**Problem description:**
Copy the data word for word, keeping every line.

**Material provided:**
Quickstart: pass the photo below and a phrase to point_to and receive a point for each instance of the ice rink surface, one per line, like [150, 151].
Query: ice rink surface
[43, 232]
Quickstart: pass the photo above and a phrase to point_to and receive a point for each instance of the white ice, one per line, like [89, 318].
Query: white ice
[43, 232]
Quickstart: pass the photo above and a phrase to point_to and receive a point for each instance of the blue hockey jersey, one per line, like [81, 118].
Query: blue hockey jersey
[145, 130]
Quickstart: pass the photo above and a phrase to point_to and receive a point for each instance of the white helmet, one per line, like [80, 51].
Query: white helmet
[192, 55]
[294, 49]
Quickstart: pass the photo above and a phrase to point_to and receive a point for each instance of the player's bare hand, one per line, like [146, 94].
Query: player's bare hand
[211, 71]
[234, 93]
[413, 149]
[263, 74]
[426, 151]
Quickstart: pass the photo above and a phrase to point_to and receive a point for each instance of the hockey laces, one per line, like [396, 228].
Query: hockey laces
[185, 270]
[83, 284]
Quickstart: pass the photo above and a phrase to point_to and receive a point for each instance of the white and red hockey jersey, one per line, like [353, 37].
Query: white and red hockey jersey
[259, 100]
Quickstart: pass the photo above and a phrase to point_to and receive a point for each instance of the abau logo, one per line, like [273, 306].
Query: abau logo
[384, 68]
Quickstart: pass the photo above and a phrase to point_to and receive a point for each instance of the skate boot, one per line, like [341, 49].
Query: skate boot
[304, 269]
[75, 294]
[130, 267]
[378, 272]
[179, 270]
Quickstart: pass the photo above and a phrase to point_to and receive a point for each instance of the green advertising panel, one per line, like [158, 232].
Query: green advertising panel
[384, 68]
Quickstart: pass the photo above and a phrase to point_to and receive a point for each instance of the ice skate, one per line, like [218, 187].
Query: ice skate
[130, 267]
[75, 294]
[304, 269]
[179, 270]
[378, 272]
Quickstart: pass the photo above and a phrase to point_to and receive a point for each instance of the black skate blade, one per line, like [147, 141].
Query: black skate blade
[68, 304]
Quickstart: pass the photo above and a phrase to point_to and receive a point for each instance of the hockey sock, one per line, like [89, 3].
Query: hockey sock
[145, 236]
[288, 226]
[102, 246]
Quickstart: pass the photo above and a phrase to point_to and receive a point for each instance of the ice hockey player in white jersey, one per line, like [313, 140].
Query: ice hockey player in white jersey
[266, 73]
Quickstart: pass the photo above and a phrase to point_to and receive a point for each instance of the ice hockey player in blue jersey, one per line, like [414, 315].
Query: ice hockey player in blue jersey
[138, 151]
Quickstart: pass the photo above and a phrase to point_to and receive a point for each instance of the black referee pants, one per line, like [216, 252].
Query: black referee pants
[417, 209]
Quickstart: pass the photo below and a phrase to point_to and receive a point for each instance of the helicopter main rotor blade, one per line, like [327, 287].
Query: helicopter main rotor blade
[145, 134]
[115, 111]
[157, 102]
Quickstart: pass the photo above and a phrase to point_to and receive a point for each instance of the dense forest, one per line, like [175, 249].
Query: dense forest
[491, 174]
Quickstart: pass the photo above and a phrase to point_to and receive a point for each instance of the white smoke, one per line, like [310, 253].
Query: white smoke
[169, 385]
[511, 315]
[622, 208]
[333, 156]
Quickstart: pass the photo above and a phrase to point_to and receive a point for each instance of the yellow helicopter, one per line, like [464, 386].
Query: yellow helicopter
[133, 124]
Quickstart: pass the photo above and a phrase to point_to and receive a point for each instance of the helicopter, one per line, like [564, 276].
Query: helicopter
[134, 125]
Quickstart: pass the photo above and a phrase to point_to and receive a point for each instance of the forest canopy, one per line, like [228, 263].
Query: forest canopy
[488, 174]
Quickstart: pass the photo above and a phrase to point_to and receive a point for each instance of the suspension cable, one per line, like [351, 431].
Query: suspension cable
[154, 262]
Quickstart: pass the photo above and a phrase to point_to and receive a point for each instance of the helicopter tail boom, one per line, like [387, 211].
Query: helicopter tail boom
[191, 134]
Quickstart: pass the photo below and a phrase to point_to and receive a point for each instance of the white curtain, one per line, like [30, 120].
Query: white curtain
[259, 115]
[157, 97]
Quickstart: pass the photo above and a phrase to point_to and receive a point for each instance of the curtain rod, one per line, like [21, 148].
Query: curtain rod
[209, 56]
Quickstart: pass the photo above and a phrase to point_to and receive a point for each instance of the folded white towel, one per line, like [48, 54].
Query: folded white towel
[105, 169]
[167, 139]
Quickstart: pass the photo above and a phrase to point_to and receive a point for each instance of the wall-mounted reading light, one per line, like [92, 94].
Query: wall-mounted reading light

**Correct output:**
Quickstart: pass the photo below and a phrase to point_to and receive a point for each instance of the ice rink surface, one per line, like [150, 151].
Query: ice rink surface
[43, 232]
Quickstart: pass the photo above and a phrase to point_to and receive a point for each instance of the white ice, one per line, like [89, 318].
Query: white ice
[43, 232]
Quickstart: pass the photo above and a phrase to point_to and receive a point for each instance of the blue hockey jersey, one per line, like [81, 118].
Query: blue hockey jersey
[145, 130]
Quickstart: pass the photo above and a phrase to point_to and receive a point for each instance of the white helmet, one per line, like [80, 51].
Query: white helmet
[192, 55]
[294, 49]
Quickstart: pass the photo above and a phrase to point_to and receive a point for each instance of the player's bare hand, one per line, like [146, 94].
Query: player's bare hand
[211, 71]
[234, 93]
[413, 149]
[263, 74]
[426, 151]
Quickstart: pass the photo above and a phrase to point_to and receive a point for each instance of the hockey laces, one per line, like [396, 228].
Query: hockey laces
[185, 270]
[83, 284]
Quickstart: pass the photo above and a phrase to point_to and receive a point for each instance of the white and red hockey jersey, one per line, like [353, 37].
Query: white and red hockey jersey
[259, 100]
Quickstart: pass the photo above and a phrase to point_to and receive a point for each instance of the abau logo, one per line, like [273, 306].
Query: abau logo
[384, 68]
Quickstart: pass the photo above and a phrase to point_to and receive a point for each instance of the skate boot, one per line, like [341, 49].
Query: skate boot
[304, 269]
[75, 294]
[130, 267]
[378, 272]
[179, 270]
Quickstart: pass the photo above and a phrase to point_to and receive a point for each instance of the green advertising panel, one per line, like [158, 232].
Query: green advertising panel
[384, 68]
Quickstart: pass the photo above and a phrase to point_to and receive a point for each instance of the ice skate, one per line, like [218, 187].
Query: ice skate
[130, 267]
[75, 294]
[304, 269]
[179, 270]
[378, 272]
Quickstart: pass the photo above and a phrase to point_to and receive a point for each instance of the black skate blade, one per line, like [147, 141].
Query: black skate blade
[68, 304]
Quickstart: pass the photo above and a phrase to point_to and receive a point for each instance of the hockey sock, one per line, like [89, 3].
Query: hockey sock
[145, 236]
[288, 226]
[102, 246]
Quickstart: pass the photo above and a phrase to point_to and receive a point for each instance of the ice hockey player in white jersey, one per line, like [313, 140].
Query: ice hockey player in white jersey
[266, 73]
Quickstart: pass the photo above and a phrase to point_to and receive a point for each instance of the ice hockey player in blue jersey, one per line, like [414, 315].
Query: ice hockey player in blue jersey
[138, 151]
Quickstart: pass the photo above and a phrase to point_to and receive a point for each instance of the black referee pants, one per line, like [216, 252].
Query: black referee pants
[417, 209]
Quickstart: pass the photo below and a phrase to point_to and receive a point for each instance of the helicopter main rotor blade, one per line, like [327, 287].
Query: helicopter main rotor blade
[145, 134]
[115, 111]
[157, 102]
Quickstart: pass the photo above and a phrase to point_to and receive a point for each instance of the dense forest, one per line, like [175, 249].
Query: dense forest
[491, 174]
Quickstart: pass the photo above and a phrase to point_to and receive a point for each instance of the white smoke, one per line, like [310, 253].
Query: white smoke
[169, 385]
[511, 315]
[622, 208]
[333, 156]
Quickstart: pass the photo above and a phrase to point_to and receive a point for each instance of the yellow helicopter, one per line, like [464, 386].
Query: yellow helicopter
[133, 124]
Quickstart: pass the photo above and a phrase to point_to and receive a point for each instance of the helicopter, one per line, like [564, 276].
Query: helicopter
[134, 125]
Quickstart: pass the photo above and a phrase to point_to and receive a point for each instance of the forest canopy, one per line, like [228, 263].
Query: forest canopy
[488, 174]
Quickstart: pass the photo above and a phrase to point_to and receive a point for each instance of the suspension cable, one per line, like [351, 431].
Query: suspension cable
[154, 262]
Quickstart: pass the photo above and a phrase to point_to and receive a point for each instance of the helicopter tail boom, one per line, like [387, 211].
Query: helicopter tail boom
[191, 134]
Quickstart: pass the photo below and a phrase to point_to and receive a point for each instance of the white curtain, one per line, like [30, 120].
Query: white curtain
[259, 115]
[157, 97]
Quickstart: pass the photo above and a phrase to point_to and receive a point for each instance of the curtain rod, one per line, like [21, 148].
Query: curtain rod
[209, 56]
Quickstart: pass the photo above and a phrase to point_to and receive a point for each instance of the folded white towel, one per line, like [48, 54].
Query: folded white towel
[105, 169]
[167, 139]
Quickstart: pass the photo above and a phrase to point_to and receive a point for each instance of the wall-mounted reading light, one per line, like [92, 94].
Query: wall-mounted reading light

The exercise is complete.